● Excerpt to read

——————

Back | Print

Video Player


Video 1: Space science materials

Summary:

As you watch the video, think about:

Captions:

Jeff Stanger: We're familiar with Velcro and non-stick surfaces, what other examples of materials

Jeff: or technology's developed in the space program do we see everyday?

Dr Jack Bacon: Well, actually Velcro was not invented for space but it was one of those things that we adapted very quickly and promoted the use.

Jack: There are many things that were used in the space program, that were developed for the space program

Jack: that we did because we had to take the weight or the mass out of just about everything in the human existence.

Jack: The rocket can only carry so much mass into orbit, it burns a tremendous amount of chemical energy to get there

Jack: and so to the extent that you can make the things that you carry with you lighter, more performance per unit weight the better.

Jack: Now, you start with a vacuum in the space environment and you have to fill it with everything

Jack: that makes you a productive and happy human being. So, everything in our society, every piece of our world had to be carried on the spacecraft.

Jack: In order to make it all fit we had to take the weight out and so whether it was new materials

Jack: for structure or whether it was thermal insulation, better packaging, more efficient lights,

Jack: more reliable and lighter weight switches. All of that kind of technology once it was developed for the spacecraft

Jack: found it's way immediately into the public sector. So, while it had a very particular use

Jack: to make it lightweight on the spacecraft, everyone on the planet could benefit from it.

back to top


Video 2: Technological surges

Summary:

Listen to Jack discuss the impact of rapid expansion of science and technology and consider:

Captions:

Jeff Stanger: Throughout history there's been a steady rise in the development of technology but occasionally there's been surges like fire,

Jeff: printing, the steam engine and so on. We're now experiencing a huge acceleration or surge,

Jeff: how do you think this is affecting society?

Dr Jack Bacon: Well, let me first talk about the cause a little bit then we'll talk about the affects.

Jack: The real surges have come when we've improved our ability to communicate ideas.

Jack: Remember what I said about how we are the species that adapts the environment to meet us

Jack: and that we do that through our technology, our understanding of the physical world and that

Jack: understanding is communicated in writing and the spoken word and to the extent that we've been able to

Jack: improve our transportation of people and ideas, certainly the introduction of writing itself or the printing press, each of those were

Jack: major jumps in the human ability to communicate ideas. We grow with our ideas and so today we have the advent of the Internet,

Jack: the Web, the global search of everything that's ever been put into a book is now imminently available to every child on the planet.

Jack: Our ability to find what we know is now instant and universal and I see that that will be as big a jump as we had when we

Jack: invented the printing press itself.

——————

● Exercise
In the video transcript, list each kind of technology that Dr Jack Bacon names as developed to take the weight out for the spacecraft. The items recorded after the video transcript have no role here.

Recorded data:

——————

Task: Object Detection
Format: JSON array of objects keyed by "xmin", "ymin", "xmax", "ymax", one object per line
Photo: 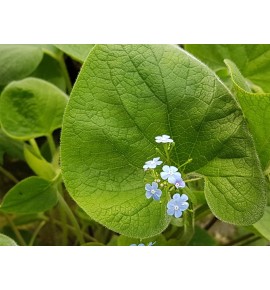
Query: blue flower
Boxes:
[
  {"xmin": 155, "ymin": 135, "xmax": 173, "ymax": 143},
  {"xmin": 130, "ymin": 242, "xmax": 156, "ymax": 246},
  {"xmin": 167, "ymin": 193, "xmax": 189, "ymax": 218},
  {"xmin": 174, "ymin": 173, "xmax": 186, "ymax": 188},
  {"xmin": 145, "ymin": 182, "xmax": 162, "ymax": 200},
  {"xmin": 143, "ymin": 157, "xmax": 162, "ymax": 170},
  {"xmin": 160, "ymin": 165, "xmax": 181, "ymax": 184}
]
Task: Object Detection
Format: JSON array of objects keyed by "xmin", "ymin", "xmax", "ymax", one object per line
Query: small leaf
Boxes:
[
  {"xmin": 24, "ymin": 144, "xmax": 56, "ymax": 180},
  {"xmin": 0, "ymin": 78, "xmax": 67, "ymax": 140},
  {"xmin": 0, "ymin": 176, "xmax": 57, "ymax": 214},
  {"xmin": 225, "ymin": 60, "xmax": 270, "ymax": 170},
  {"xmin": 55, "ymin": 44, "xmax": 95, "ymax": 62},
  {"xmin": 0, "ymin": 44, "xmax": 43, "ymax": 85},
  {"xmin": 185, "ymin": 44, "xmax": 270, "ymax": 92},
  {"xmin": 0, "ymin": 234, "xmax": 17, "ymax": 246}
]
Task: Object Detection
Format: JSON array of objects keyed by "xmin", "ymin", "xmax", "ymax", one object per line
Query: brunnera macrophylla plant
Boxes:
[
  {"xmin": 0, "ymin": 44, "xmax": 270, "ymax": 246},
  {"xmin": 61, "ymin": 45, "xmax": 266, "ymax": 238}
]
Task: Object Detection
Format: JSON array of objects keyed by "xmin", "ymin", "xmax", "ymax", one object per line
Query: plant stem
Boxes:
[
  {"xmin": 224, "ymin": 233, "xmax": 254, "ymax": 246},
  {"xmin": 29, "ymin": 139, "xmax": 41, "ymax": 156},
  {"xmin": 44, "ymin": 218, "xmax": 98, "ymax": 242},
  {"xmin": 204, "ymin": 216, "xmax": 218, "ymax": 231},
  {"xmin": 57, "ymin": 192, "xmax": 85, "ymax": 244},
  {"xmin": 0, "ymin": 166, "xmax": 19, "ymax": 183},
  {"xmin": 28, "ymin": 221, "xmax": 46, "ymax": 246},
  {"xmin": 4, "ymin": 213, "xmax": 27, "ymax": 246},
  {"xmin": 58, "ymin": 54, "xmax": 72, "ymax": 94},
  {"xmin": 47, "ymin": 134, "xmax": 56, "ymax": 159}
]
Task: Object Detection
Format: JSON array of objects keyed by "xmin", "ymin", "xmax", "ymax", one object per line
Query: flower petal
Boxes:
[
  {"xmin": 167, "ymin": 208, "xmax": 174, "ymax": 215},
  {"xmin": 153, "ymin": 193, "xmax": 160, "ymax": 200},
  {"xmin": 173, "ymin": 193, "xmax": 180, "ymax": 201},
  {"xmin": 160, "ymin": 172, "xmax": 169, "ymax": 180},
  {"xmin": 174, "ymin": 208, "xmax": 182, "ymax": 218},
  {"xmin": 152, "ymin": 182, "xmax": 158, "ymax": 190},
  {"xmin": 167, "ymin": 199, "xmax": 175, "ymax": 209},
  {"xmin": 181, "ymin": 194, "xmax": 188, "ymax": 201},
  {"xmin": 155, "ymin": 189, "xmax": 162, "ymax": 197},
  {"xmin": 168, "ymin": 175, "xmax": 176, "ymax": 184},
  {"xmin": 179, "ymin": 201, "xmax": 189, "ymax": 211},
  {"xmin": 173, "ymin": 171, "xmax": 182, "ymax": 180},
  {"xmin": 170, "ymin": 166, "xmax": 178, "ymax": 173},
  {"xmin": 145, "ymin": 191, "xmax": 152, "ymax": 199},
  {"xmin": 162, "ymin": 165, "xmax": 170, "ymax": 172}
]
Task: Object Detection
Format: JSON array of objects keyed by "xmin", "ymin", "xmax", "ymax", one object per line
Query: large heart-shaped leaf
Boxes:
[
  {"xmin": 0, "ymin": 44, "xmax": 43, "ymax": 85},
  {"xmin": 55, "ymin": 44, "xmax": 95, "ymax": 62},
  {"xmin": 0, "ymin": 78, "xmax": 68, "ymax": 140},
  {"xmin": 61, "ymin": 45, "xmax": 266, "ymax": 238},
  {"xmin": 0, "ymin": 176, "xmax": 58, "ymax": 213},
  {"xmin": 225, "ymin": 60, "xmax": 270, "ymax": 170},
  {"xmin": 185, "ymin": 44, "xmax": 270, "ymax": 92}
]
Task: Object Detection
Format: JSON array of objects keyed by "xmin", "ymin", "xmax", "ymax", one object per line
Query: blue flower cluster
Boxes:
[{"xmin": 142, "ymin": 135, "xmax": 189, "ymax": 219}]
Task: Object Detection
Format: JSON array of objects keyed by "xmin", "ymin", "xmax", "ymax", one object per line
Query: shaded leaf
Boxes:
[
  {"xmin": 55, "ymin": 44, "xmax": 95, "ymax": 62},
  {"xmin": 0, "ymin": 78, "xmax": 67, "ymax": 140},
  {"xmin": 0, "ymin": 128, "xmax": 24, "ymax": 164},
  {"xmin": 0, "ymin": 176, "xmax": 57, "ymax": 214},
  {"xmin": 0, "ymin": 44, "xmax": 43, "ymax": 85},
  {"xmin": 225, "ymin": 60, "xmax": 270, "ymax": 170},
  {"xmin": 31, "ymin": 54, "xmax": 66, "ymax": 92},
  {"xmin": 0, "ymin": 234, "xmax": 17, "ymax": 246}
]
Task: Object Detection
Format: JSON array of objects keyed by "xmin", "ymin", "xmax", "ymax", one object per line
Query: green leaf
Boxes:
[
  {"xmin": 253, "ymin": 206, "xmax": 270, "ymax": 241},
  {"xmin": 0, "ymin": 176, "xmax": 57, "ymax": 214},
  {"xmin": 185, "ymin": 44, "xmax": 270, "ymax": 92},
  {"xmin": 61, "ymin": 45, "xmax": 266, "ymax": 238},
  {"xmin": 0, "ymin": 128, "xmax": 24, "ymax": 164},
  {"xmin": 31, "ymin": 54, "xmax": 66, "ymax": 92},
  {"xmin": 0, "ymin": 44, "xmax": 43, "ymax": 85},
  {"xmin": 225, "ymin": 60, "xmax": 270, "ymax": 170},
  {"xmin": 189, "ymin": 227, "xmax": 217, "ymax": 246},
  {"xmin": 24, "ymin": 144, "xmax": 56, "ymax": 180},
  {"xmin": 0, "ymin": 78, "xmax": 67, "ymax": 140},
  {"xmin": 0, "ymin": 234, "xmax": 17, "ymax": 246},
  {"xmin": 55, "ymin": 44, "xmax": 95, "ymax": 62}
]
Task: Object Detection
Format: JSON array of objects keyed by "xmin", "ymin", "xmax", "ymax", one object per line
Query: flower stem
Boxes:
[
  {"xmin": 47, "ymin": 134, "xmax": 56, "ymax": 159},
  {"xmin": 57, "ymin": 192, "xmax": 85, "ymax": 244},
  {"xmin": 28, "ymin": 221, "xmax": 46, "ymax": 246},
  {"xmin": 58, "ymin": 54, "xmax": 72, "ymax": 94},
  {"xmin": 4, "ymin": 213, "xmax": 27, "ymax": 246},
  {"xmin": 184, "ymin": 177, "xmax": 203, "ymax": 183},
  {"xmin": 0, "ymin": 166, "xmax": 19, "ymax": 183},
  {"xmin": 29, "ymin": 138, "xmax": 41, "ymax": 156}
]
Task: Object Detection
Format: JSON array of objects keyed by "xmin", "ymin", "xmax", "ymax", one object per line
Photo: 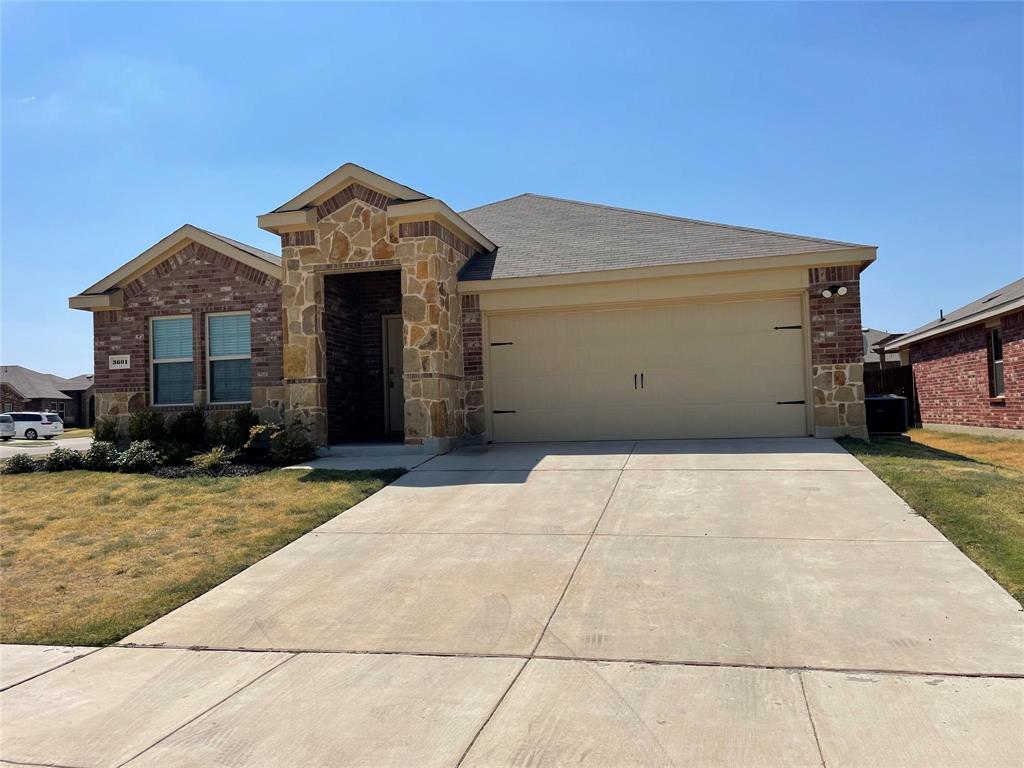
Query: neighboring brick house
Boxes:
[
  {"xmin": 71, "ymin": 164, "xmax": 876, "ymax": 451},
  {"xmin": 886, "ymin": 279, "xmax": 1024, "ymax": 437},
  {"xmin": 862, "ymin": 328, "xmax": 903, "ymax": 371},
  {"xmin": 0, "ymin": 366, "xmax": 93, "ymax": 427}
]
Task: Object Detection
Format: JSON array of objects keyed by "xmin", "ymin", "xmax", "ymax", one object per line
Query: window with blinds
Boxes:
[
  {"xmin": 150, "ymin": 317, "xmax": 193, "ymax": 406},
  {"xmin": 207, "ymin": 312, "xmax": 252, "ymax": 402}
]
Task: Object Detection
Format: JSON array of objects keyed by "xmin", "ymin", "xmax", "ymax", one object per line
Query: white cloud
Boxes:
[{"xmin": 5, "ymin": 55, "xmax": 212, "ymax": 131}]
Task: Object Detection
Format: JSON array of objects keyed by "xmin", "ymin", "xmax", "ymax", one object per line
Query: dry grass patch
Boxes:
[
  {"xmin": 0, "ymin": 470, "xmax": 403, "ymax": 645},
  {"xmin": 840, "ymin": 430, "xmax": 1024, "ymax": 604},
  {"xmin": 909, "ymin": 429, "xmax": 1024, "ymax": 470}
]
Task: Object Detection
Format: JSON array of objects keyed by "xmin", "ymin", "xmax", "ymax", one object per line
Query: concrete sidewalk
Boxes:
[{"xmin": 0, "ymin": 439, "xmax": 1024, "ymax": 768}]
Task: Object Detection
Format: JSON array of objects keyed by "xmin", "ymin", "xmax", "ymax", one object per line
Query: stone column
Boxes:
[{"xmin": 281, "ymin": 230, "xmax": 327, "ymax": 445}]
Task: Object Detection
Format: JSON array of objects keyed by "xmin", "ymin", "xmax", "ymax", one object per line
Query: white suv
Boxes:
[{"xmin": 7, "ymin": 411, "xmax": 63, "ymax": 440}]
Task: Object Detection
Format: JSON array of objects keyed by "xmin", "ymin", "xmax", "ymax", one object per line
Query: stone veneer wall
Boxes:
[
  {"xmin": 462, "ymin": 294, "xmax": 487, "ymax": 436},
  {"xmin": 808, "ymin": 266, "xmax": 867, "ymax": 437},
  {"xmin": 282, "ymin": 183, "xmax": 473, "ymax": 444},
  {"xmin": 92, "ymin": 243, "xmax": 285, "ymax": 430},
  {"xmin": 910, "ymin": 311, "xmax": 1024, "ymax": 429}
]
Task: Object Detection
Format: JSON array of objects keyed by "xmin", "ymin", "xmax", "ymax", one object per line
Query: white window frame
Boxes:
[
  {"xmin": 985, "ymin": 323, "xmax": 1007, "ymax": 400},
  {"xmin": 150, "ymin": 312, "xmax": 196, "ymax": 408},
  {"xmin": 206, "ymin": 309, "xmax": 253, "ymax": 406}
]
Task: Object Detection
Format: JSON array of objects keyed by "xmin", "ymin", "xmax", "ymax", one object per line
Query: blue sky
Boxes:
[{"xmin": 0, "ymin": 3, "xmax": 1024, "ymax": 375}]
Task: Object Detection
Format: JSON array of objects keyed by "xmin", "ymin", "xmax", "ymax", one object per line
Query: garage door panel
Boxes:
[{"xmin": 488, "ymin": 298, "xmax": 807, "ymax": 441}]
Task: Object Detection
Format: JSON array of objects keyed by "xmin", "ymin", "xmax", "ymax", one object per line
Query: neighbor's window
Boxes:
[
  {"xmin": 988, "ymin": 328, "xmax": 1004, "ymax": 397},
  {"xmin": 152, "ymin": 317, "xmax": 193, "ymax": 406},
  {"xmin": 207, "ymin": 312, "xmax": 252, "ymax": 402}
]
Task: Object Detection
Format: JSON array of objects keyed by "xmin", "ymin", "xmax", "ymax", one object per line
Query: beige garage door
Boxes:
[{"xmin": 488, "ymin": 298, "xmax": 807, "ymax": 442}]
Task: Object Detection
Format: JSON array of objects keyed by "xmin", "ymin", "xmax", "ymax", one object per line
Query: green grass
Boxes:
[
  {"xmin": 840, "ymin": 434, "xmax": 1024, "ymax": 605},
  {"xmin": 0, "ymin": 470, "xmax": 403, "ymax": 645}
]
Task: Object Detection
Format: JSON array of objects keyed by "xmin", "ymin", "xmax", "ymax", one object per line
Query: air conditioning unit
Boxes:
[{"xmin": 864, "ymin": 394, "xmax": 907, "ymax": 434}]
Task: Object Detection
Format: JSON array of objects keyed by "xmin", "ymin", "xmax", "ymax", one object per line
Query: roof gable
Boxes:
[
  {"xmin": 271, "ymin": 163, "xmax": 428, "ymax": 213},
  {"xmin": 0, "ymin": 366, "xmax": 77, "ymax": 400},
  {"xmin": 886, "ymin": 278, "xmax": 1024, "ymax": 349},
  {"xmin": 69, "ymin": 224, "xmax": 282, "ymax": 309},
  {"xmin": 461, "ymin": 194, "xmax": 873, "ymax": 281}
]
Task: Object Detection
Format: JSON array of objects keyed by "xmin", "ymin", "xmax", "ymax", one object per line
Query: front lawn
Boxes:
[
  {"xmin": 0, "ymin": 470, "xmax": 402, "ymax": 645},
  {"xmin": 840, "ymin": 430, "xmax": 1024, "ymax": 604}
]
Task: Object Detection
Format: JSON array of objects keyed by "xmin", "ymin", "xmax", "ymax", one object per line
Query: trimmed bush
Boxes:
[
  {"xmin": 270, "ymin": 423, "xmax": 316, "ymax": 465},
  {"xmin": 92, "ymin": 418, "xmax": 118, "ymax": 443},
  {"xmin": 188, "ymin": 445, "xmax": 238, "ymax": 473},
  {"xmin": 0, "ymin": 454, "xmax": 40, "ymax": 475},
  {"xmin": 82, "ymin": 440, "xmax": 121, "ymax": 472},
  {"xmin": 128, "ymin": 411, "xmax": 167, "ymax": 442},
  {"xmin": 222, "ymin": 406, "xmax": 259, "ymax": 451},
  {"xmin": 159, "ymin": 442, "xmax": 196, "ymax": 467},
  {"xmin": 167, "ymin": 408, "xmax": 207, "ymax": 449},
  {"xmin": 118, "ymin": 440, "xmax": 164, "ymax": 472},
  {"xmin": 43, "ymin": 447, "xmax": 82, "ymax": 472}
]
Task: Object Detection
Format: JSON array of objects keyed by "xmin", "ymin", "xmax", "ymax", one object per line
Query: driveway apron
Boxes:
[{"xmin": 0, "ymin": 438, "xmax": 1024, "ymax": 768}]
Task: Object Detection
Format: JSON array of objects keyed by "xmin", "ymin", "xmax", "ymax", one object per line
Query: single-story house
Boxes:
[
  {"xmin": 886, "ymin": 278, "xmax": 1024, "ymax": 435},
  {"xmin": 70, "ymin": 164, "xmax": 876, "ymax": 451},
  {"xmin": 0, "ymin": 366, "xmax": 93, "ymax": 427},
  {"xmin": 862, "ymin": 328, "xmax": 903, "ymax": 371}
]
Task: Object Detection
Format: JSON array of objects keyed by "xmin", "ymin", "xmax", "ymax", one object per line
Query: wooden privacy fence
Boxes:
[{"xmin": 864, "ymin": 366, "xmax": 921, "ymax": 427}]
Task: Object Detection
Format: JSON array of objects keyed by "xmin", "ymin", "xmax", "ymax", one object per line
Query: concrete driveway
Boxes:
[
  {"xmin": 0, "ymin": 437, "xmax": 92, "ymax": 459},
  {"xmin": 0, "ymin": 439, "xmax": 1024, "ymax": 768}
]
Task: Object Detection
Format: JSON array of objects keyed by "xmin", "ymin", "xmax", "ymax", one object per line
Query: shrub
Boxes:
[
  {"xmin": 166, "ymin": 408, "xmax": 207, "ymax": 449},
  {"xmin": 188, "ymin": 445, "xmax": 238, "ymax": 472},
  {"xmin": 118, "ymin": 440, "xmax": 163, "ymax": 472},
  {"xmin": 82, "ymin": 440, "xmax": 121, "ymax": 472},
  {"xmin": 160, "ymin": 442, "xmax": 196, "ymax": 467},
  {"xmin": 128, "ymin": 411, "xmax": 167, "ymax": 442},
  {"xmin": 0, "ymin": 454, "xmax": 39, "ymax": 475},
  {"xmin": 222, "ymin": 406, "xmax": 259, "ymax": 451},
  {"xmin": 43, "ymin": 447, "xmax": 82, "ymax": 472},
  {"xmin": 245, "ymin": 423, "xmax": 316, "ymax": 465},
  {"xmin": 206, "ymin": 421, "xmax": 227, "ymax": 445},
  {"xmin": 270, "ymin": 423, "xmax": 316, "ymax": 465},
  {"xmin": 92, "ymin": 418, "xmax": 118, "ymax": 443},
  {"xmin": 244, "ymin": 424, "xmax": 281, "ymax": 461}
]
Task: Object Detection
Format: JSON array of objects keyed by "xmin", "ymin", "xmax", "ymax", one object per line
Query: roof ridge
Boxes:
[
  {"xmin": 458, "ymin": 193, "xmax": 542, "ymax": 216},
  {"xmin": 189, "ymin": 224, "xmax": 281, "ymax": 261},
  {"xmin": 512, "ymin": 193, "xmax": 876, "ymax": 248}
]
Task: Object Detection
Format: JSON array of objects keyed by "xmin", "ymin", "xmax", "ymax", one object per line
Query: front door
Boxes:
[{"xmin": 383, "ymin": 314, "xmax": 406, "ymax": 434}]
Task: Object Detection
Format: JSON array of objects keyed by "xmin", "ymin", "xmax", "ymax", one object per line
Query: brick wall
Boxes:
[
  {"xmin": 93, "ymin": 243, "xmax": 282, "ymax": 416},
  {"xmin": 910, "ymin": 311, "xmax": 1024, "ymax": 429},
  {"xmin": 324, "ymin": 269, "xmax": 401, "ymax": 442},
  {"xmin": 808, "ymin": 266, "xmax": 864, "ymax": 366}
]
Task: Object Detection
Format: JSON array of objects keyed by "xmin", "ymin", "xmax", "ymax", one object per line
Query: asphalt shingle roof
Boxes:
[
  {"xmin": 0, "ymin": 366, "xmax": 92, "ymax": 400},
  {"xmin": 460, "ymin": 194, "xmax": 865, "ymax": 280},
  {"xmin": 196, "ymin": 226, "xmax": 281, "ymax": 266},
  {"xmin": 891, "ymin": 278, "xmax": 1024, "ymax": 343}
]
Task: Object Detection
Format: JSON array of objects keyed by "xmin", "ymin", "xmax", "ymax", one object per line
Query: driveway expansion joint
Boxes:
[
  {"xmin": 105, "ymin": 643, "xmax": 1024, "ymax": 684},
  {"xmin": 117, "ymin": 654, "xmax": 298, "ymax": 768}
]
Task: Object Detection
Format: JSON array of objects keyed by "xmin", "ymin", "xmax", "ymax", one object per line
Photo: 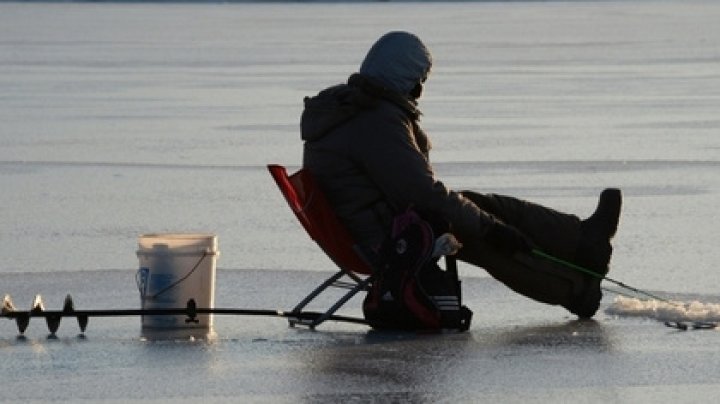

——————

● Result for this exercise
- New materials for structure
- Thermal insulation
- Better packaging
- More efficient lights
- More reliable and lighter weight switches